━━━ Records for processing

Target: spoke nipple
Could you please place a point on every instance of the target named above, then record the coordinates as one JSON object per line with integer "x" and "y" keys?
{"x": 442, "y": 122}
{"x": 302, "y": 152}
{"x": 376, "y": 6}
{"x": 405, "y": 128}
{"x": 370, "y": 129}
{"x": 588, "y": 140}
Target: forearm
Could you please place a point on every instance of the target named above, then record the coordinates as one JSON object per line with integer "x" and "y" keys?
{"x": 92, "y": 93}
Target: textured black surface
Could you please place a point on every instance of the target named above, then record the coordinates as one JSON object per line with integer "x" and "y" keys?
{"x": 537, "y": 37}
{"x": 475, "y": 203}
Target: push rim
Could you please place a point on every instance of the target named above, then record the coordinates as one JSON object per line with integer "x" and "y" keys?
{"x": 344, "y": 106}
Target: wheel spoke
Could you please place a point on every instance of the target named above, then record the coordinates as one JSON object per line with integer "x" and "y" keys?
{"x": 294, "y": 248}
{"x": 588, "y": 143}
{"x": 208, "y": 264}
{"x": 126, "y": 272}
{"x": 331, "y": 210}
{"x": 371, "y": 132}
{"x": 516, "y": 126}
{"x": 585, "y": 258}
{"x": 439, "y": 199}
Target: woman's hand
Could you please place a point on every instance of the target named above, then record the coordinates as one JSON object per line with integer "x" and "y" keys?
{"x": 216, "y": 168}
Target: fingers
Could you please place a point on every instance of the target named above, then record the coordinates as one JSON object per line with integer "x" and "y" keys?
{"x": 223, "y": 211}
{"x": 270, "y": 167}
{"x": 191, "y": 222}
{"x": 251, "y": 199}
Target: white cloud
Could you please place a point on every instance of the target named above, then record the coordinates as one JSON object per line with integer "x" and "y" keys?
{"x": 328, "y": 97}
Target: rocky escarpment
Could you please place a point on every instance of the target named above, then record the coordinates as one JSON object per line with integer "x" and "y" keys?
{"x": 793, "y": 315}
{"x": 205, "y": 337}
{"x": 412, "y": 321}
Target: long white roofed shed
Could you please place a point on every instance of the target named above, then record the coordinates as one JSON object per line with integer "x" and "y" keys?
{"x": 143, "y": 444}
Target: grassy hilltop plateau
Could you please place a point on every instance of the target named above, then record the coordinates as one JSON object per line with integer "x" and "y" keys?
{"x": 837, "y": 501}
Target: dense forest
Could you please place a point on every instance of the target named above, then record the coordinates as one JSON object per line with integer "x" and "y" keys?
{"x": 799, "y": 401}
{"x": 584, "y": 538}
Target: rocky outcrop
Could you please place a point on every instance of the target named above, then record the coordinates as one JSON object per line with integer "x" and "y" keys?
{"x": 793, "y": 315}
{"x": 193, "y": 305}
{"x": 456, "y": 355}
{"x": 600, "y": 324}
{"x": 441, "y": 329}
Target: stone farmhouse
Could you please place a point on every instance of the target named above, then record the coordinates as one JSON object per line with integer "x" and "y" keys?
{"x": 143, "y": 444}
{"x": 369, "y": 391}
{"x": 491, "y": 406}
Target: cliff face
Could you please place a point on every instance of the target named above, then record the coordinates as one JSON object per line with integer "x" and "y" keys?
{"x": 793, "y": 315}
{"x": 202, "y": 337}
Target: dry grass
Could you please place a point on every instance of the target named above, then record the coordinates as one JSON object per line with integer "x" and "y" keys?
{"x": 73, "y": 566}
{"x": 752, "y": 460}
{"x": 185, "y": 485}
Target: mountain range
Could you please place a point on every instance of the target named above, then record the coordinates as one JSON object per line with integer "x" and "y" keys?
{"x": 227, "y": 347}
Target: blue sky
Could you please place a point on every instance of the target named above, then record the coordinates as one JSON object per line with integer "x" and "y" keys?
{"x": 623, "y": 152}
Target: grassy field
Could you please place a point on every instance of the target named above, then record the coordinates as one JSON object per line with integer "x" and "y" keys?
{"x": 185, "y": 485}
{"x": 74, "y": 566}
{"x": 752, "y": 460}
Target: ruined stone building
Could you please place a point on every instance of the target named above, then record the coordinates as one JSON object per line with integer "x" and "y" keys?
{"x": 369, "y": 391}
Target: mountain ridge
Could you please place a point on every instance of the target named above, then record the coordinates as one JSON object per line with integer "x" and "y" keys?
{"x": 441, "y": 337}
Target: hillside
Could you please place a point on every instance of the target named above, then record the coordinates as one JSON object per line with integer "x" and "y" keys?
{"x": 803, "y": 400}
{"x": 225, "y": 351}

━━━━━━
━━━ Records for processing

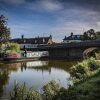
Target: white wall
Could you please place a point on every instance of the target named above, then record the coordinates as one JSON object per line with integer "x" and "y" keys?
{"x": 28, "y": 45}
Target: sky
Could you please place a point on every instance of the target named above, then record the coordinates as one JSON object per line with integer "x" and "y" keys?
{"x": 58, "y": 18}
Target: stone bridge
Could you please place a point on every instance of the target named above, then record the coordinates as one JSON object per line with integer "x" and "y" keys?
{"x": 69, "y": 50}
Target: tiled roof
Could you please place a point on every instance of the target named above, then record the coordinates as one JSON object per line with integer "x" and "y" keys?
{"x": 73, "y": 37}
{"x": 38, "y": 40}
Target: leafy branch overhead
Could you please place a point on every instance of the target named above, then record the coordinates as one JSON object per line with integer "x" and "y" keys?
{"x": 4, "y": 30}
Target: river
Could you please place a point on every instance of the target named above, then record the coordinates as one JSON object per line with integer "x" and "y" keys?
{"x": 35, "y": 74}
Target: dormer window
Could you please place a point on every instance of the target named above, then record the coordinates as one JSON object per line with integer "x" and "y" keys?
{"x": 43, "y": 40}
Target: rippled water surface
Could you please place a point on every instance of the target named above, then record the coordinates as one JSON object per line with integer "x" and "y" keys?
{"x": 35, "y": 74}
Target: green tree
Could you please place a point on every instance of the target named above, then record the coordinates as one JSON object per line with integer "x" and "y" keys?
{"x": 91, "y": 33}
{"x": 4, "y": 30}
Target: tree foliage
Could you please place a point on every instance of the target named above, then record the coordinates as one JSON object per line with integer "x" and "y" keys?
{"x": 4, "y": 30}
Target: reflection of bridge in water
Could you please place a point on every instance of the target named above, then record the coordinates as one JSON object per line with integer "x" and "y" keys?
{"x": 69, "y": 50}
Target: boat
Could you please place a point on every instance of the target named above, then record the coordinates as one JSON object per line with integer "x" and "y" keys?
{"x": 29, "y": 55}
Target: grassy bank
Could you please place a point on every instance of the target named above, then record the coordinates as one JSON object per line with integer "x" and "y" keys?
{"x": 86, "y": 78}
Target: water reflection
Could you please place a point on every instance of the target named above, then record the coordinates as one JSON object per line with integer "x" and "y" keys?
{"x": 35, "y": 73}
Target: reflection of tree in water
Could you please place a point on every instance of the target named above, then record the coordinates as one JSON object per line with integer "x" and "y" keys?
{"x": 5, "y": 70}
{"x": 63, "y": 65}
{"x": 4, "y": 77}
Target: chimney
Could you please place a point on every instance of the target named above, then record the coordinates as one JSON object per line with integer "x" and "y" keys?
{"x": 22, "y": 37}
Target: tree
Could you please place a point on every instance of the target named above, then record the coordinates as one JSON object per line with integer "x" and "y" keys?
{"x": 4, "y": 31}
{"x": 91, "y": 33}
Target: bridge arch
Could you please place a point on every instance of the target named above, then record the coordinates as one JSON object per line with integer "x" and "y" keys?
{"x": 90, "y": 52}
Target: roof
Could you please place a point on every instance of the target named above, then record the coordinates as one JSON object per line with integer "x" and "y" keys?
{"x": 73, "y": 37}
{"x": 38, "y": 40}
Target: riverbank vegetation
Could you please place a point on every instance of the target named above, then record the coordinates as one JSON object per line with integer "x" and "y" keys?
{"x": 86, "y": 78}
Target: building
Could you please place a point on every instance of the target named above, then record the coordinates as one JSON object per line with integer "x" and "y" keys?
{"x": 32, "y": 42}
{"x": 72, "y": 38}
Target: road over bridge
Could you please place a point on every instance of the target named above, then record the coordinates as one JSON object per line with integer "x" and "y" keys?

━━━━━━

# Instructions for the task:
Pick out every line of the listing above that contains the word "rocky", and copy each one over. Case counts.

# Answer for the task:
Target: rocky escarpment
Target: rocky outcrop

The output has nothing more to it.